● Text section:
______

A timely one too, given the tendency in the modern game to draw sweeping conclusions from the last game played.

No better exemplified than by your statement before the Rotherham game that our recent form and cup run makes this "an easy time to be positive." Few would have disagreed with that only two days ago. Certainly no one put forward that view on this blog after West Brom. Even the keyboard warriors were reduced to silence.

But one result and three days later it's suddenly the last straw for some.

Yet with limited resources we are playing well and personally, like Peter, I am really enjoying our football in spite of some disappointing results.

I feel a bit sorry for Greenwood. I hold no particular candle for him, but only a few weeks ago he was our hero against Sunderland capping a good all-round display with a great goal. 

And a mere 10 days ago when the team were playing badly he seized on our only chance of the first half to put the ball away with outstanding confidence and precision, side footing the ball away from the keeper into the corner of the net. He never looked like missing it, and put to shame Swansea forwards who had spurned much easier opportunities.

His bad miss against West Brom was probably our worst in a season which has featured many other horrific contenders, and he will have been less than human if this had not dented his confidence.

Just as in cricket when a fielder drops an easy catch the ball seems to be attracted to him, so against Rotherham a series of acceptable chances all fell to Greenwood. I would have backed him to have put at least one of them away a week ago, but by the time an easy second -half opportunity came to him, his lack of assurance was such that he hit the ball straight at the keeper.

I don't know whether Greenwood would be a good signing for us or not. It's too early to tell. I would have said not on his early performances, given him a definite yes three weeks ago, and now I'm less sure.

______

● Dataset extract:
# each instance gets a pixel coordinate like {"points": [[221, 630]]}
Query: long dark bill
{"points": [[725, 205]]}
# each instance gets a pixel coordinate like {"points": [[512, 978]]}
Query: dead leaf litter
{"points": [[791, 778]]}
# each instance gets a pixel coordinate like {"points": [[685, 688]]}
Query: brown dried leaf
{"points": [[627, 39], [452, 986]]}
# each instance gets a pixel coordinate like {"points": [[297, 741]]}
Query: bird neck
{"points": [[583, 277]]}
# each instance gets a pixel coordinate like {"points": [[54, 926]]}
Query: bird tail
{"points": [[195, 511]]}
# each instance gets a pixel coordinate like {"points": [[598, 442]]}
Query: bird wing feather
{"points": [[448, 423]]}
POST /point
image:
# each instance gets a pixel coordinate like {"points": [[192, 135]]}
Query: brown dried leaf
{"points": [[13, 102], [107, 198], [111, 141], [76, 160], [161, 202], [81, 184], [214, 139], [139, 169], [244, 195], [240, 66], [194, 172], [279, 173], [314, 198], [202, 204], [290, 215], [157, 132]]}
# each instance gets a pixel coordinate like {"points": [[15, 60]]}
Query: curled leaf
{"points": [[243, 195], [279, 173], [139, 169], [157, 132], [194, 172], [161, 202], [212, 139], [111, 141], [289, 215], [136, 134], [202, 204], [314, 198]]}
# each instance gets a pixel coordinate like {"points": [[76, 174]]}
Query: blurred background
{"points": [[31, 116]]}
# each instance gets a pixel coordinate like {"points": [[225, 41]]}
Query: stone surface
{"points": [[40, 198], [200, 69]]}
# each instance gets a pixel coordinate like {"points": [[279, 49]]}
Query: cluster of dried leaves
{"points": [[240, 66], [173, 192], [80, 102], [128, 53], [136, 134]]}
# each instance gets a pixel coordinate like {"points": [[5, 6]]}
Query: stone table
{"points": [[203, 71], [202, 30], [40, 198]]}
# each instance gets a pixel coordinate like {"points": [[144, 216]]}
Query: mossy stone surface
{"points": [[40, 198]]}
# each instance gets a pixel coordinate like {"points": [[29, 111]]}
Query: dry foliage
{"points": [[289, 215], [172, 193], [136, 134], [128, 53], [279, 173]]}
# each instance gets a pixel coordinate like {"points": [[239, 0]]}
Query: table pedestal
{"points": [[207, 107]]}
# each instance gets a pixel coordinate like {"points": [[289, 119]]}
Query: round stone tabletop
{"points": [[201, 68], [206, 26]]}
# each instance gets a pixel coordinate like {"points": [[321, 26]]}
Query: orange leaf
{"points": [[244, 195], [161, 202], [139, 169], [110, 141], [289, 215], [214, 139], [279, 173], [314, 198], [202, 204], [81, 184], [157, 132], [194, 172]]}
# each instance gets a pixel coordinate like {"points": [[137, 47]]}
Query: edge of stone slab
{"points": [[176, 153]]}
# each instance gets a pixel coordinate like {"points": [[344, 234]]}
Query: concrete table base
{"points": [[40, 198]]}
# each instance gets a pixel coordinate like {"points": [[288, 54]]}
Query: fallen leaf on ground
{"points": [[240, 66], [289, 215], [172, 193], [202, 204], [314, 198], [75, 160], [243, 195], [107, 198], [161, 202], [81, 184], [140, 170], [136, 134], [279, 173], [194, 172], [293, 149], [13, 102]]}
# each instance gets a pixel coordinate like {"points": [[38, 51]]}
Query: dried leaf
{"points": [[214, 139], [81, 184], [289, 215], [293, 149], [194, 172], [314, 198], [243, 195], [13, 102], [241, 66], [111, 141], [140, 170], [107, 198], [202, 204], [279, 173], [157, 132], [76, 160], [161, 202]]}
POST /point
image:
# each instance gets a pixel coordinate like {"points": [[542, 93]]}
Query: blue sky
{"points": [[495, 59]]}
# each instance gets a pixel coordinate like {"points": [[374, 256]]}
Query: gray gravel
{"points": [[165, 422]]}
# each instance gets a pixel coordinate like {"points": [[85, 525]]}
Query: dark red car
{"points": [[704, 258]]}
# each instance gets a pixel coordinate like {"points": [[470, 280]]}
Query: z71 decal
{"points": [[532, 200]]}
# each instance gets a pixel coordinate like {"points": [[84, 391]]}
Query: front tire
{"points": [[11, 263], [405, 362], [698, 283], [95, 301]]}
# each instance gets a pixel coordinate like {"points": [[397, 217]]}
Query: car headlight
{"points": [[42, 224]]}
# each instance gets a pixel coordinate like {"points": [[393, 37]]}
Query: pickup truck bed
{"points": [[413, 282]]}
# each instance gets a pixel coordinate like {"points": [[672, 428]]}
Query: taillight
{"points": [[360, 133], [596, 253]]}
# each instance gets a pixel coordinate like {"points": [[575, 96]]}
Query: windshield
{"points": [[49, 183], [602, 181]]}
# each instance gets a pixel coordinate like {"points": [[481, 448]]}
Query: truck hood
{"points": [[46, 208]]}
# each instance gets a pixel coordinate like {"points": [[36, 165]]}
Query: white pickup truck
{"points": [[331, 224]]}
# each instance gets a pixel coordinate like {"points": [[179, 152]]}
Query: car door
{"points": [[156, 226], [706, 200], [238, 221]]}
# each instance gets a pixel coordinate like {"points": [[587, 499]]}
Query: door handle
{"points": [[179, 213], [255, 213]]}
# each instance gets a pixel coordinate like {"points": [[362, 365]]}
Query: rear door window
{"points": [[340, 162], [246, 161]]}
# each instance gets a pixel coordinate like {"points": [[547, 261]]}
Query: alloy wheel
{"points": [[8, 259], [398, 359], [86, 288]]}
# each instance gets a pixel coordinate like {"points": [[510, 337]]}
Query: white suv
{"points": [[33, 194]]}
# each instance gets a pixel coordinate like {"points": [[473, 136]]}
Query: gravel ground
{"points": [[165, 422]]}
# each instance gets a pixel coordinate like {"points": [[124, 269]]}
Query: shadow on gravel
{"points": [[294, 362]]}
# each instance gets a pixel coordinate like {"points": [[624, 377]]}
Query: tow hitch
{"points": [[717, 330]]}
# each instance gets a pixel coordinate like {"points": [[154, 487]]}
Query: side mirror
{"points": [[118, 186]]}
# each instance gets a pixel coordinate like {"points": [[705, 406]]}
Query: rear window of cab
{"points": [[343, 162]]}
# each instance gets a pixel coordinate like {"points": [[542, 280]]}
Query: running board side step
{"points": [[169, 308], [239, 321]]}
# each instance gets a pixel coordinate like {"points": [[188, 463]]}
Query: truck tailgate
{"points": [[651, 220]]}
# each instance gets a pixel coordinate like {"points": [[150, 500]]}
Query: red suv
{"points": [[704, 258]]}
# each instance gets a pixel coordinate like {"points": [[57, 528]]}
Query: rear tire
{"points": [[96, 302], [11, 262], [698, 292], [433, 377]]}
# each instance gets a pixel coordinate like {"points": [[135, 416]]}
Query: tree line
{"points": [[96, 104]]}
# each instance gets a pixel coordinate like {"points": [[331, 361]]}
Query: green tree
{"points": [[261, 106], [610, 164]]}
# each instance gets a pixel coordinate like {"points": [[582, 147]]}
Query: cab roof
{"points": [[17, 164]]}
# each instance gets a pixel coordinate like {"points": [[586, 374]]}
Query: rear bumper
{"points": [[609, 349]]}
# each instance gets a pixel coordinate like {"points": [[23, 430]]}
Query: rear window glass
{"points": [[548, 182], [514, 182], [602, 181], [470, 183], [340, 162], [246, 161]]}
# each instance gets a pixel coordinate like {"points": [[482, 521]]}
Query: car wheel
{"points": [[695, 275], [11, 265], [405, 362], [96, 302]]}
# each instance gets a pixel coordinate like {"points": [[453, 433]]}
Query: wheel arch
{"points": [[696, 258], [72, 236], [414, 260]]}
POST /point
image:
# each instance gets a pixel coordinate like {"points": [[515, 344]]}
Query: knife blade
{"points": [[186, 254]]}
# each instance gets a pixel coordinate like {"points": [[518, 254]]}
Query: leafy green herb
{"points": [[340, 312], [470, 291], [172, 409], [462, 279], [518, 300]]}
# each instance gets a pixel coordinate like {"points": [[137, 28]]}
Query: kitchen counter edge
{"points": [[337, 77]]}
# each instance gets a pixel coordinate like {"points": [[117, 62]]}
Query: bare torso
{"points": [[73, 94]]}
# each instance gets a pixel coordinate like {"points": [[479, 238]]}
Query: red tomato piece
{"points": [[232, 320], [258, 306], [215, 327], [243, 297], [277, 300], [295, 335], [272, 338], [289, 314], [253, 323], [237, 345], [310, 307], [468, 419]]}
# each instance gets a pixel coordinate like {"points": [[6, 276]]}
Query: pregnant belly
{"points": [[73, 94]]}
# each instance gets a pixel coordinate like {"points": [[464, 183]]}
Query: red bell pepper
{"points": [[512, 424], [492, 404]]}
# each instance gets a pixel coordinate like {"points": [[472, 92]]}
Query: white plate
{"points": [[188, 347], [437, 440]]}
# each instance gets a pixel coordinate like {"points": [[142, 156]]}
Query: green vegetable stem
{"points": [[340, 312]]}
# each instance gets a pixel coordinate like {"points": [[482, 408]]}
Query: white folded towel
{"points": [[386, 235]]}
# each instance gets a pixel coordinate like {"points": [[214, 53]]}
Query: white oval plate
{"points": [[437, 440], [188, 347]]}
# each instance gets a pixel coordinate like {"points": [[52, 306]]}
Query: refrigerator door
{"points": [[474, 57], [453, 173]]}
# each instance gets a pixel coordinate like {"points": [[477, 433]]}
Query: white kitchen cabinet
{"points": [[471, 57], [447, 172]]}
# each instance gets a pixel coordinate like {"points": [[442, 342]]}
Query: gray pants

______

● Tasks for this exercise:
• 1. Answer these questions about the blog comment on Greenwood:
(a) Against which team did Greenwood score a great goal only a few weeks earlier?
(b) Whose forwards does the comment say he put to shame 10 days ago?
(c) What did Greenwood do with the easy second-half opportunity against Rotherham?
• 2. Extend the blog comment about Greenwood with a further paragraph that follows on from its final sentence.
The items are separate material from the blog comment about Greenwood.

● Responses per task:
• 1.
(a) Sunderland.
(b) The Swansea forwards.
(c) He hit the ball straight at the keeper.

• 2.
What I am sure of though is that any sport or game is far easier to play when you are sitting on the sidelines - I'm personally of international calibre in football, cricket and bowls and super-confident from that position-  than it is when you are out in the middle.

I recall a time under Karanka when we created so few chances that when one was missed the culprit became a scapegoat for that entire week, personally vilified by all and sundry

We could have won the game or scraped a draw if only Leadbitter at Preston or Reach at Bolton or some one else somewhere else hadn't missed a sitter.

The consequences were predictable: players, understandably reluctant to be that week's fall guy, didn't put themselves in a position to score . Leadbitter's goal tally was permanently decimated in a single season, for example, and goals dried up for the entire team even further.

It's to Greenwood's credit that, so far, he has not attempted to hide. And to Carrick's credit that he always takes personal responsibility for his players failings when they are playing to his plan.

Can I just add that I was as disappointed as everyone else that our subs were not introduced earlier yesterday.  

But I have enough confidence in Carrick's assessment of the needs and fitness levels of his players and enough awareness of my own ignorance of such matters to seriously argue the case.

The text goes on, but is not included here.